- **MATERIALS PROVIDED**
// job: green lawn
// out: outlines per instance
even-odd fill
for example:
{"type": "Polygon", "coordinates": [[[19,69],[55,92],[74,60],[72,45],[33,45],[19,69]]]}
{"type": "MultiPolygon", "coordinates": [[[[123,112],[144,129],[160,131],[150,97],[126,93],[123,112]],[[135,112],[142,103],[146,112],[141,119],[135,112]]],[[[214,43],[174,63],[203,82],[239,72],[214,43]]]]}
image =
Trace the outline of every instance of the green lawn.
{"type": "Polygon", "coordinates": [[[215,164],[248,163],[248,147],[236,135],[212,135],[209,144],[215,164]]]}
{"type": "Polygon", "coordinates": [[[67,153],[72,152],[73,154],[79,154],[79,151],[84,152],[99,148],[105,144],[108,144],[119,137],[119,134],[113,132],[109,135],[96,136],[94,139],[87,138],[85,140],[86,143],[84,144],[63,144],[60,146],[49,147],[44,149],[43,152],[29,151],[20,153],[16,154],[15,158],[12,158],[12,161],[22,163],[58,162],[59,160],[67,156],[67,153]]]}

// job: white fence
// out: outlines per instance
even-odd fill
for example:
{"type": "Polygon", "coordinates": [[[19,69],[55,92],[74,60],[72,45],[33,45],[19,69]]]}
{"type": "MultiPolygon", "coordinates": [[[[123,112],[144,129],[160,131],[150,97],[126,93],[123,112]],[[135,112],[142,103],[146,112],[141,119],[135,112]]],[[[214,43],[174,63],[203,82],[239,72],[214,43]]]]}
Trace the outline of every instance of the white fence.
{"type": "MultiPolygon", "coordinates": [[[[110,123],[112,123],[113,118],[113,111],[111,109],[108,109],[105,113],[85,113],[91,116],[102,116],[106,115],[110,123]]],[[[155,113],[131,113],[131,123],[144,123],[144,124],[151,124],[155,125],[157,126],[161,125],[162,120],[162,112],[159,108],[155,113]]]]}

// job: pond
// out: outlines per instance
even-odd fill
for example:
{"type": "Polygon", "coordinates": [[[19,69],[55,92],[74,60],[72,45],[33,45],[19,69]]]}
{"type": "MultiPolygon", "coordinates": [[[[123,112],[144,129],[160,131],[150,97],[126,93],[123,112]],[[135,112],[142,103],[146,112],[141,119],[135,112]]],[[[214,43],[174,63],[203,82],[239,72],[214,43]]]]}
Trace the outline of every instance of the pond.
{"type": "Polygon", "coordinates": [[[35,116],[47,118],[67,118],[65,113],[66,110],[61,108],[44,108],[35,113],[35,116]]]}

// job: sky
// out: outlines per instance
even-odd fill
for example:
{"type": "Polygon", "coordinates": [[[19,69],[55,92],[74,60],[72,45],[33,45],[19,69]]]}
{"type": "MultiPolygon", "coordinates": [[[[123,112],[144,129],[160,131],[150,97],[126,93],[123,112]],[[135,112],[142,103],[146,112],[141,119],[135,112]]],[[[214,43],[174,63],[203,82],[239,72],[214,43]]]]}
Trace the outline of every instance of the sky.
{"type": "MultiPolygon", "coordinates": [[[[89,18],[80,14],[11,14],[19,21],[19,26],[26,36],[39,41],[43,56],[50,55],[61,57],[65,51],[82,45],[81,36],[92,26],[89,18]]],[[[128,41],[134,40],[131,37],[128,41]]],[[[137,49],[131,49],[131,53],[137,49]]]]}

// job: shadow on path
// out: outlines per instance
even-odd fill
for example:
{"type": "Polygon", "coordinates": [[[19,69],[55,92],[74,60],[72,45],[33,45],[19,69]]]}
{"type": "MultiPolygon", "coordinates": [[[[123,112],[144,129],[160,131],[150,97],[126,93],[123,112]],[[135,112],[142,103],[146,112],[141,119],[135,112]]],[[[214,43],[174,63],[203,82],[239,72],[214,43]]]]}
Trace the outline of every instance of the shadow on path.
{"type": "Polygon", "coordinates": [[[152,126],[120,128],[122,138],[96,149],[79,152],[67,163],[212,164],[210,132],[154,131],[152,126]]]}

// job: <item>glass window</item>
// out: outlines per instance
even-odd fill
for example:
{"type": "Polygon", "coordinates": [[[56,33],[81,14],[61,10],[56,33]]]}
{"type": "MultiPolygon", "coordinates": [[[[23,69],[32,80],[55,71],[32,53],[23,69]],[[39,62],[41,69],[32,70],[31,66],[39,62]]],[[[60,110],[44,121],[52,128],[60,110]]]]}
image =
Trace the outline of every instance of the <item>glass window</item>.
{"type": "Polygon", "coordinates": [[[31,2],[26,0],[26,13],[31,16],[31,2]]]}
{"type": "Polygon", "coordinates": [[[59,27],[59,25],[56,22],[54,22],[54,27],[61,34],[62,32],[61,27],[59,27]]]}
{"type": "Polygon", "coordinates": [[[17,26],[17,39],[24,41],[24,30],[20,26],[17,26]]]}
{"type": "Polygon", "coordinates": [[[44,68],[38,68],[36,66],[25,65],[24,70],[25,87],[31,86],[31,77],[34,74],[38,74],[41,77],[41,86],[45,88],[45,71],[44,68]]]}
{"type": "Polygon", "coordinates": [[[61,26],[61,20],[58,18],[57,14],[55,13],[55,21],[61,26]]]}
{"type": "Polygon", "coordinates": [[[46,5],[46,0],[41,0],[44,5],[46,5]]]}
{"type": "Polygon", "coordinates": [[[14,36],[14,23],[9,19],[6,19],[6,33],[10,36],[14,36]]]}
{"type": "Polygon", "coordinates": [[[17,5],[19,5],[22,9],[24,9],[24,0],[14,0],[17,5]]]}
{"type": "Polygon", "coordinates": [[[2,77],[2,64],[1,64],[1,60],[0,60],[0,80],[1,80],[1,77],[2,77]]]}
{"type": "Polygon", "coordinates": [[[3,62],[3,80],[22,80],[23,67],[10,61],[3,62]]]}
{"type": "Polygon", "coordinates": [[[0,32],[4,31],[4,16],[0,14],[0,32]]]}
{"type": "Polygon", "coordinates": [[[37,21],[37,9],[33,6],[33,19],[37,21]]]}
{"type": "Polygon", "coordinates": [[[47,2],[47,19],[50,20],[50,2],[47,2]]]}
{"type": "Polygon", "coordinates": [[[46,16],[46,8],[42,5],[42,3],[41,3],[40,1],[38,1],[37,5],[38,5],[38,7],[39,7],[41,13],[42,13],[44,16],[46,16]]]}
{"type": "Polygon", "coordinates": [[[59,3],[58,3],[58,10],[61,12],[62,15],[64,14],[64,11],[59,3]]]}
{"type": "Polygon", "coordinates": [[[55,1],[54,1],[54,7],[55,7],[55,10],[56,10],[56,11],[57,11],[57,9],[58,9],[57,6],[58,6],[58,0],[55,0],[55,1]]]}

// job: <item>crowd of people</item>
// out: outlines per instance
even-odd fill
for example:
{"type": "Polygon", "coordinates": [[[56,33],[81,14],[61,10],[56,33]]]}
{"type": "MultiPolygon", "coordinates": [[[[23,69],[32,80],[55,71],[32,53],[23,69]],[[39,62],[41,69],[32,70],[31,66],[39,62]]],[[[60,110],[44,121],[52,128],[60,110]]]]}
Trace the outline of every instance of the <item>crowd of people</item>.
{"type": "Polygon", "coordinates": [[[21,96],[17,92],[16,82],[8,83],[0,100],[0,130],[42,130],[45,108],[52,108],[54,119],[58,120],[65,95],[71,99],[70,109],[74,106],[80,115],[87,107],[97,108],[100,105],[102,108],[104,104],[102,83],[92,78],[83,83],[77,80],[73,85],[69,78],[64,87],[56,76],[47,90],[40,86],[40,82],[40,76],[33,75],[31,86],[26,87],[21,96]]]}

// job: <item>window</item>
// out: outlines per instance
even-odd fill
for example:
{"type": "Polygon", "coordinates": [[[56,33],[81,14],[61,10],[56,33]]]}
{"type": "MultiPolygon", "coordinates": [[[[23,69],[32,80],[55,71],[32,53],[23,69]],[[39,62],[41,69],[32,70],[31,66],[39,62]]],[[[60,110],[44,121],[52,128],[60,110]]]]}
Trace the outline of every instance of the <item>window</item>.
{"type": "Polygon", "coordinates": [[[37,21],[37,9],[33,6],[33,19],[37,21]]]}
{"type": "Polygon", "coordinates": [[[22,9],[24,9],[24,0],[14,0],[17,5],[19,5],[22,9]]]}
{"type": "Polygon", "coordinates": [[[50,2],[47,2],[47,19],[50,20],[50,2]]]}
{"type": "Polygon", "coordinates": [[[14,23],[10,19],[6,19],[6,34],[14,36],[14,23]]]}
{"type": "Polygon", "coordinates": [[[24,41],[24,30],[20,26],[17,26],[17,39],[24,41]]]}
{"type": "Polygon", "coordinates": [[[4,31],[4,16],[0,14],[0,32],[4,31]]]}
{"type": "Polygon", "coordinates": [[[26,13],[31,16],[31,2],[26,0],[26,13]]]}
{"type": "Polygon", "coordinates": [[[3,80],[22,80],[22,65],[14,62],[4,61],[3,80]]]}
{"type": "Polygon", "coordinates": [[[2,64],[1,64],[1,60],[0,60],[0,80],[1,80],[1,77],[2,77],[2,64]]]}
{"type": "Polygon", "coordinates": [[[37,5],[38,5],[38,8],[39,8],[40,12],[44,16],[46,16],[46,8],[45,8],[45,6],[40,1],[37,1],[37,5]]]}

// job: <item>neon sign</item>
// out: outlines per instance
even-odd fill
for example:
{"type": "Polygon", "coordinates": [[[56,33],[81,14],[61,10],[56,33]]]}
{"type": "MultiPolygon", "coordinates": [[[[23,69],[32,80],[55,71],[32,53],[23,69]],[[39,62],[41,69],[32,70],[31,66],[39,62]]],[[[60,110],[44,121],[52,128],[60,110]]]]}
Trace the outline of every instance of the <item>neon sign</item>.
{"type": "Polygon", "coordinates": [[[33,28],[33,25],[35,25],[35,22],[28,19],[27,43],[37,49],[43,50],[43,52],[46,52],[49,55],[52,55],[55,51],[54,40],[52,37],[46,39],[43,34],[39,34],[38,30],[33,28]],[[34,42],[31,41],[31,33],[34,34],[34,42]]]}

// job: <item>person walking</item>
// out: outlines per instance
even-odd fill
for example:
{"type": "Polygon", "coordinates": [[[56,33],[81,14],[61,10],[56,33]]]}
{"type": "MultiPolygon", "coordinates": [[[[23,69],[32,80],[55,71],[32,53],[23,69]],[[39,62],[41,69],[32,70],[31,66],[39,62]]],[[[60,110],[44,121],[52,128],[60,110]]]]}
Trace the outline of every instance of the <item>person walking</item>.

- **WHAT YOU HAVE TO DO**
Copy the lines without any change, starting with the line with "job: <item>neon sign</item>" and going on through the last of the lines.

- **OUTPUT**
// job: <item>neon sign</item>
// out: outlines per instance
even-odd fill
for example:
{"type": "Polygon", "coordinates": [[[56,33],[81,14],[61,10],[56,33]]]}
{"type": "MultiPolygon", "coordinates": [[[[23,69],[32,80],[55,71],[32,53],[23,69]],[[39,62],[41,69],[32,70],[31,66],[39,62]]],[[[60,110],[44,121],[52,128],[60,110]]]]}
Trace the outline of every instance of the <item>neon sign</item>.
{"type": "Polygon", "coordinates": [[[33,28],[33,25],[35,25],[35,22],[28,19],[27,43],[37,49],[43,50],[43,52],[46,52],[49,55],[52,55],[55,51],[54,40],[52,37],[46,39],[43,34],[39,34],[38,30],[33,28]],[[34,42],[31,41],[31,33],[34,34],[34,42]]]}

// job: <item>person walking</item>
// out: outlines per instance
even-odd fill
for example:
{"type": "Polygon", "coordinates": [[[56,33],[81,14],[61,10],[56,33]]]}
{"type": "MultiPolygon", "coordinates": [[[[23,69],[32,80],[55,71],[32,53],[23,69]],[[39,62],[41,69],[32,70],[31,66],[39,62]]],[[[60,110],[44,121],[52,128],[60,110]]]]}
Trace the outline of every instance of the <item>person walking</item>.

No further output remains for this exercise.